Study text:

▽

Objective: Atrial Fibrillation (AF) is one of the important public health problems with elevated comorbidity, advanced mortality risk, and increasing healthcare costs. In this study, the objective is to explore and resolve the imbalanced class problem for the prediction of AF in obese individuals and to compare the predictive results of balanced and imbalanced datasets by several data mining approaches.
Materials and Methods: The retrospective study contained 362 successive obese individuals undergoing Coronary Artery Bypass Grafting (CABG) operation at the cardiovascular surgery clinic. AF developed postoperatively (AF Group) in 42 of the patients, whereas AF did not develop (non-AF Group) in 320 individuals. The Synthetic Minority Over-sampling Technique (SMOTE) was performed to balance the distribution of the target variable (AF/non-AF groups). The LogitBoost and GLMBoost ensemble approaches were constructed with 10-fold cross validation.

△

Work instructions:
Answer these questions about the abstract:
1. In which group of individuals does the study aim to predict AF?
2. How many patients developed AF after their operation?
3. Which technique was applied to balance the AF and non-AF groups?
Rely only on the abstract above when answering.

Record extracts:
▽

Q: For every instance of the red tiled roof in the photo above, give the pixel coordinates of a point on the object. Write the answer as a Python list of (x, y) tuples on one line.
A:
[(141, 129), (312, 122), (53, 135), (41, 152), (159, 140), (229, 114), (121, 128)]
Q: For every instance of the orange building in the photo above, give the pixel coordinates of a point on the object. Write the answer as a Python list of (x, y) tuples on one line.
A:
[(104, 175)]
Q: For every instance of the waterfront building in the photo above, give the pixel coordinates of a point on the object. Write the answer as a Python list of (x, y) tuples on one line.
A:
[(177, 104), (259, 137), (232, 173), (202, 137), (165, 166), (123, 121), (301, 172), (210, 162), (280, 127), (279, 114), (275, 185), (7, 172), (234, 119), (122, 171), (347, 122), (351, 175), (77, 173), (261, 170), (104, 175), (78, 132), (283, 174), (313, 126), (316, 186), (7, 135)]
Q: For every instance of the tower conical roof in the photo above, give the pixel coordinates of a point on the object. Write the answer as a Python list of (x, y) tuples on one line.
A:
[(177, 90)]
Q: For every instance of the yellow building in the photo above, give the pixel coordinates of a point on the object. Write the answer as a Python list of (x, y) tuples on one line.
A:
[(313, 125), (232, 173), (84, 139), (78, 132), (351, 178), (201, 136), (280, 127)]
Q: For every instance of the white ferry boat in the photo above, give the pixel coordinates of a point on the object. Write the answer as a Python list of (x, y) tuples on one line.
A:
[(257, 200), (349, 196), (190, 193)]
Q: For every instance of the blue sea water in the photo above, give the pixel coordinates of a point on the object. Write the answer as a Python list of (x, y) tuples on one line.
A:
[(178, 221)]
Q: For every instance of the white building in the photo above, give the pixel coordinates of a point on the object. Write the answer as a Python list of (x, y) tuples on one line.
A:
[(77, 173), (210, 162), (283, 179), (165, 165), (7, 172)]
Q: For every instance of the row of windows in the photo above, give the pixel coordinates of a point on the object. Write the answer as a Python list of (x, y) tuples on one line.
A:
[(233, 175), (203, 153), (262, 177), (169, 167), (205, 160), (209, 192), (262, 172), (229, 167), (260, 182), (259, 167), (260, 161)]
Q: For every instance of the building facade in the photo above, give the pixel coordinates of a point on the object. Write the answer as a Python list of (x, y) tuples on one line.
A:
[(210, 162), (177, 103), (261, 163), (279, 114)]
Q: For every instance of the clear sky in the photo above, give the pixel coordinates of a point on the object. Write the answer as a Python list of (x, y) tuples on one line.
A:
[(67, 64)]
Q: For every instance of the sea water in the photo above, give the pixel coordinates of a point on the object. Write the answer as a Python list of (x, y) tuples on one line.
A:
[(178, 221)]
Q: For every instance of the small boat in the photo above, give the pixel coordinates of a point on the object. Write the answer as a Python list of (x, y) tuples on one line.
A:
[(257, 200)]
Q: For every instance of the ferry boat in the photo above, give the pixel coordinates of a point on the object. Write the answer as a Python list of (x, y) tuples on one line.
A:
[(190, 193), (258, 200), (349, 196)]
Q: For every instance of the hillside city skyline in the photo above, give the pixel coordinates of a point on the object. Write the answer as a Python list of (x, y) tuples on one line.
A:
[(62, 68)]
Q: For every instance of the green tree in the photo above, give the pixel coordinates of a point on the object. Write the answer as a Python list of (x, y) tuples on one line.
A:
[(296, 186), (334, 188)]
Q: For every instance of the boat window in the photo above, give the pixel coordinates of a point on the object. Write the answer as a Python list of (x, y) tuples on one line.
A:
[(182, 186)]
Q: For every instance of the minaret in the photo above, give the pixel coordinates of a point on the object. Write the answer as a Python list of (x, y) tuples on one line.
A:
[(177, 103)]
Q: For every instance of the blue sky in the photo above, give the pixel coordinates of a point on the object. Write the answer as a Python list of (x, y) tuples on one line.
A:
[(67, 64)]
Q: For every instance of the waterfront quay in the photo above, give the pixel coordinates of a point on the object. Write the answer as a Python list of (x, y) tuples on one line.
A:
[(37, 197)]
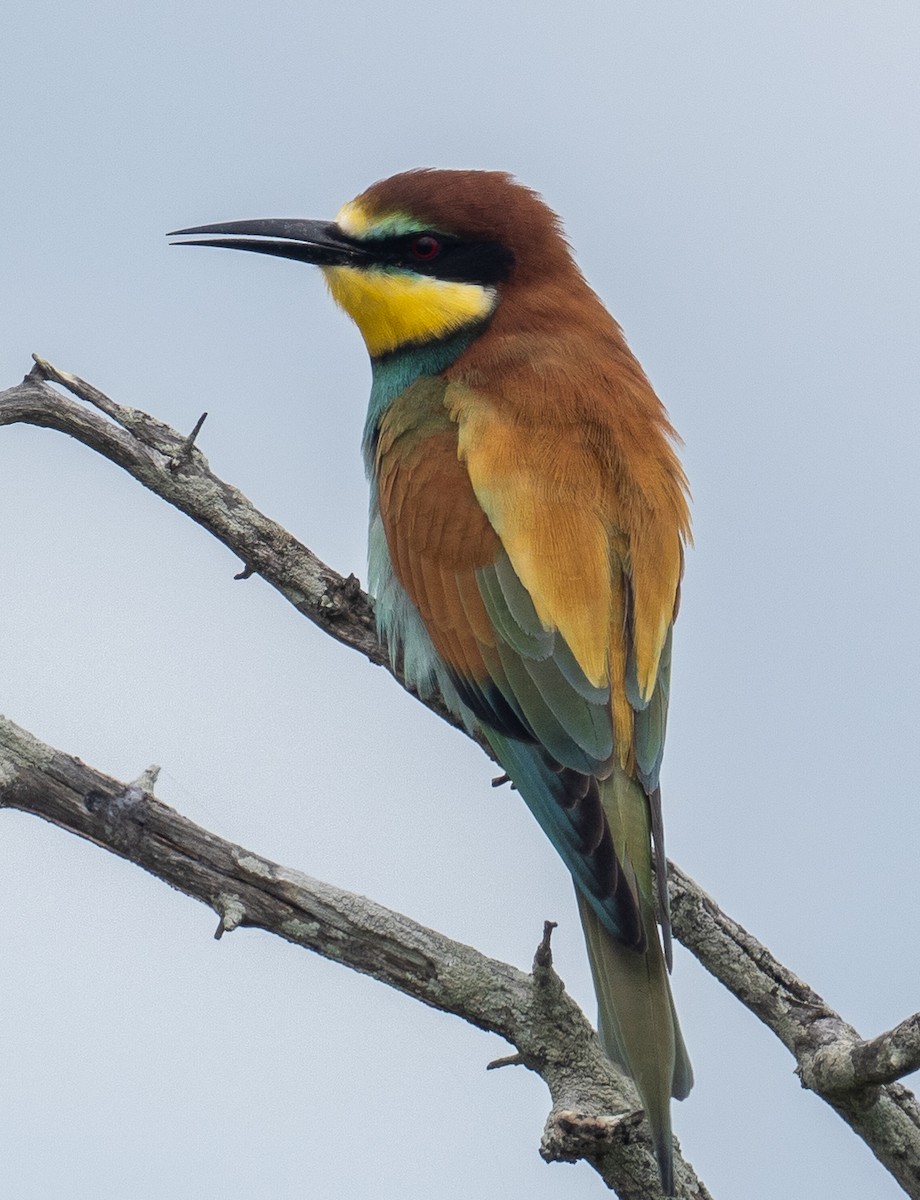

△

Answer box:
1. Obese individuals
2. 42
3. The Synthetic Minority Over-sampling Technique (SMOTE)